Estratto del documento
..............................

Dopo il disco di platino di Microchip Emozionale e la partecipazione all' edizione 2000 del Festival di Sanremo, definitivamente sdoganati dalla scena underground al mainstream, i Subsonica sentono la pressione. "Una pressione - spiega Samuel, l'altra mente della band - che prima abbiamo patito, ma da cui ci siamo liberati tuffandoci nella nostra città alla ricerca di ispirazione: perché Torino, per noi, è un avamposto molto importante di sensazioni da raccontare". Il risultato è un album che gli stessi Subsonica definiscono "introspettivo, attraversato da una sottile inquietudine, una vena livida in cerca di decongestione": che arriva, puntuale, a fine cd, con l' ipnotica coda di deep house totalmente affidata al dj Roger Rama.
Amorematico
è soprattutto un disco di canzoni, con molto spazio a sezione ritmica, arrangiamenti e testi. "È un disco di oggi - spiega Max - con una ricerca di cucitura di tappe fondamentali del suono italiano dagli anni 70, quando maestri come Morricone dettavano legge con la 'stilosità' del loro sound". L' album si apre col brano "Nuvole rapide", già inserito nella colonna sonora del film "Santa Maradona" dell'amico regista Marco Ponti. Soundtrack cui i Subsonica hanno contribuito anche col loro progetto parallelo Motel Connection, un esperimento formato clubculture ideato da Samuel e dal fuoriuscito Pier-funk. Il singolo che accompagna l'uscita del disco, invece, è "Nuova ossessione", un pezzo dall'andamento ironico e trascinante, scandito da una battuta disco realizzata in collaborazione con i Krisma, storico duo synth-pop italiano. Il testo, che parte dal racconto di un'infatuazione amorosa, si presta a una duplice lettura fino alla dissertazione sulla manipolazione delle ossessioni, considerate meccanismo di controllo di massa.
L'ossessione per l'oggi dei Subsonica diventa palese in brani come "Sole silenzioso", dedicata alle giornate genovesi del controG8, e "Gente tranquilla", incentrata sulle stragi in famiglia. Ospite di quest'ultimo pezzo il rapper marocchino Rachid, che sgrana versi in arabo incarnando "la belva silenziosa, il capro espiatorio, l'uomo nero, l'incubo".

Controllo del livello di rombo
(2003) cattura dal vivo sei anni di storia della band torinese.

Nel 2005 i Subsonica proseguono con Terrestre sulla strada del disco agita-masse, anche un po' politicizzato, come del resto si era intravisto nel precedente episodio ("Gente tranquilla", "Sole silenzioso"). Sono cambiate alcune cose: il gruppo di Torino, che era uno dei fiori all'occhiello della Mescal, la più importante label indipendente del nostro paese, è passato alla Emi.

..............................

(Record di identificazione dei luoghi)
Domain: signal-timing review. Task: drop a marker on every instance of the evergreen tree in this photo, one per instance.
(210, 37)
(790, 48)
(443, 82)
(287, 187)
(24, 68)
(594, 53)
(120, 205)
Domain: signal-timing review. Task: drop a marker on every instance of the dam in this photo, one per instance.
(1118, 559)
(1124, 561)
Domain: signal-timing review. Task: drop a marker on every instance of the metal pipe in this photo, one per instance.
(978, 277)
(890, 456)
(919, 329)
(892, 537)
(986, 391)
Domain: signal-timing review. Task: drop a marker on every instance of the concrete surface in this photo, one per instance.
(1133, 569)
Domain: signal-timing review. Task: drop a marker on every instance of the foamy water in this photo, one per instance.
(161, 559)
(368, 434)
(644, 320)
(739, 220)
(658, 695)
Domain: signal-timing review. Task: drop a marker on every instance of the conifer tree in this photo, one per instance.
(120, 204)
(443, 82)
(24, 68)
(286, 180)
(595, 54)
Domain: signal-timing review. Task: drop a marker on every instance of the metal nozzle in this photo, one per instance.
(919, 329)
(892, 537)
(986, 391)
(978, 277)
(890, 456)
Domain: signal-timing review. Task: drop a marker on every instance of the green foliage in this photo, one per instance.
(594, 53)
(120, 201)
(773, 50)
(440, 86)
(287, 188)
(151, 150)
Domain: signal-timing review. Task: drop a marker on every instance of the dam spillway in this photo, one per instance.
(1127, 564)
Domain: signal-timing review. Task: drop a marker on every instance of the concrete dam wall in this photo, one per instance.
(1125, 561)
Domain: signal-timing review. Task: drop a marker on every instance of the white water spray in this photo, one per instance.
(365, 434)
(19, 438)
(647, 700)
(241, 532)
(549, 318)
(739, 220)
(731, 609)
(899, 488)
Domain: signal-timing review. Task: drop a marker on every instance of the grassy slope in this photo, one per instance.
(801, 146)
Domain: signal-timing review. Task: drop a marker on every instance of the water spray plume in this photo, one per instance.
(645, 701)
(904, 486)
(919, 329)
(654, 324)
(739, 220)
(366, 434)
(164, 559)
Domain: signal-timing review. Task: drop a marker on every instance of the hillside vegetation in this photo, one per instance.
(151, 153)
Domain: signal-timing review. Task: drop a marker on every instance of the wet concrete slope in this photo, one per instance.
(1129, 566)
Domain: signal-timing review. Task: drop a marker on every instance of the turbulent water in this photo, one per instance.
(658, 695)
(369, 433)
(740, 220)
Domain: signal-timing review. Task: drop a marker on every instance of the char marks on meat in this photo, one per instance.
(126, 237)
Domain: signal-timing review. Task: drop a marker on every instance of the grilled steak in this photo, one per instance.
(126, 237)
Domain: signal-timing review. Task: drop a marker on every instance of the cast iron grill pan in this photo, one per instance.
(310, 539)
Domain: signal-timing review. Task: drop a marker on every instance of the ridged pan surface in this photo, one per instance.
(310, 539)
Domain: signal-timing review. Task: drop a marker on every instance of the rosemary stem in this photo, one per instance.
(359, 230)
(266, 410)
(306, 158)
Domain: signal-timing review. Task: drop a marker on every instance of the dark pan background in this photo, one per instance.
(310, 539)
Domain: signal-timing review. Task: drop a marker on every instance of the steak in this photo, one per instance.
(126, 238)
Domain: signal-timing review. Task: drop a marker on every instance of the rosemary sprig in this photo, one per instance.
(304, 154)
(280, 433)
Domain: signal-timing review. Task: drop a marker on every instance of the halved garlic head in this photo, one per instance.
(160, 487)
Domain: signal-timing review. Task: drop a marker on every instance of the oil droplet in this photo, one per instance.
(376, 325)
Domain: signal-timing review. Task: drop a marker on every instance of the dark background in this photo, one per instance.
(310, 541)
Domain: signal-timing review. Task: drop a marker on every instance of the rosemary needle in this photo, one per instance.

..............................

Il problema
Prosegui il testo sulla storia dei Subsonica partendo dalla sua ultima frase.

Risposta
La novità più eclatante è il ritorno delle chitarre e di una strumentazione più tradizionalmente rock, a scapito di un'elettronica sempre presente, ma decisamente limitata. La partenza di "Corpo a corpo", con una strofa rappata molto aggressiva, seguita da una linea di basso incisiva e convincente, sembra promettere bene, ma già quando si arriva alla scialba "Vita d'altri" si ha la sensazione che i tempi di "Microchip Emozionale" siano finiti per sempre. Un sospetto, in verità, già avuto ascoltando l'orrendo singolo "Abitudine", ma che si trasforma perfino in stupore quando si arriva a "Gasoline", prima canzone in inglese (e si spera ultima) dei torinesi. Un beat iniziale carino (niente di fantascientifico, intendiamoci) viene sepolto da un cantato trascinato che vorrebbe essere accattivante, ma risulta abbastanza triste e patetico.
I Subsonica del disagio e degli amori metropolitani di fine anni 90 si riaffacciano prepotenti in "Incantevole" (il brano migliore) e nella successiva "L'odore", l'unico pezzo aggressivo dell'album. Dopo la cavalcata trip-hop da tangenziale di "Alba a quattro corsie" e l'ottima "Salto nel vuoto", i nostri mettono di nuovo un piede in fallo con "Giorni a perdere": riff dei Sonic Youth più stanchi e giri di hard-rock triti e ritriti. Peccato anche per la ninna nanna acustica finale "Dormi", che cancella il poco di buono fatto in precedenza (l'inizio elettronico di "Amantide").
Troppi alti e bassi, poca convinzione e una pericolosa tendenza al nu-metal all'italiana compromettono un disco sostanzialmente privo di idee, in cui molti brani sembrano scritti solo per trascinare il pubblico ai concerti. E qualcuno spieghi ai Subsonica che una canzone come "Tutti i miei sbagli" si scrive una volta sola.

Nel frattempo, Max Casacci si dedica a una serie di progetti paralleli, tra musica e politica. Come la gestione dell'etichetta discografica Casasonica, la direzione dell'importante Traffic Free Festival a Torino e l'esperienza ambientalista e anti-mafia di Torino Sistema Solare.

I Subsonica però non si fermano. Nel 2007, L'Eclissi segna un ritorno al passato fieramente elettronico della band, ma ne acuisce il carattere retrofuturista: sound algido, cyberpunk, ma intarsiato di citazioni ed echi del passato.
I beat squadrati e dirompenti riprendono il dominio, ma è la chitarra l'"eminenza grigia" dell'album. Discreta, essenziale, cesella consapevoli cliché che finiscono immediatamente rifratti, replicati come moduli del pattern ritmico. Ne ho scritto da poco in riferimento a Why?: l'essenza di tanta arte di oggi sta nel suo rapporto col passato. Il recupero del passato passa attraverso riprendere lo stilema disco più stereotipato ("Nei nostri luoghi"), figure morriconiane ("La Glaciazione"), sciabolate funk-punk ("Quattrodieci") o baldanzose sincopi ska ("Piombo").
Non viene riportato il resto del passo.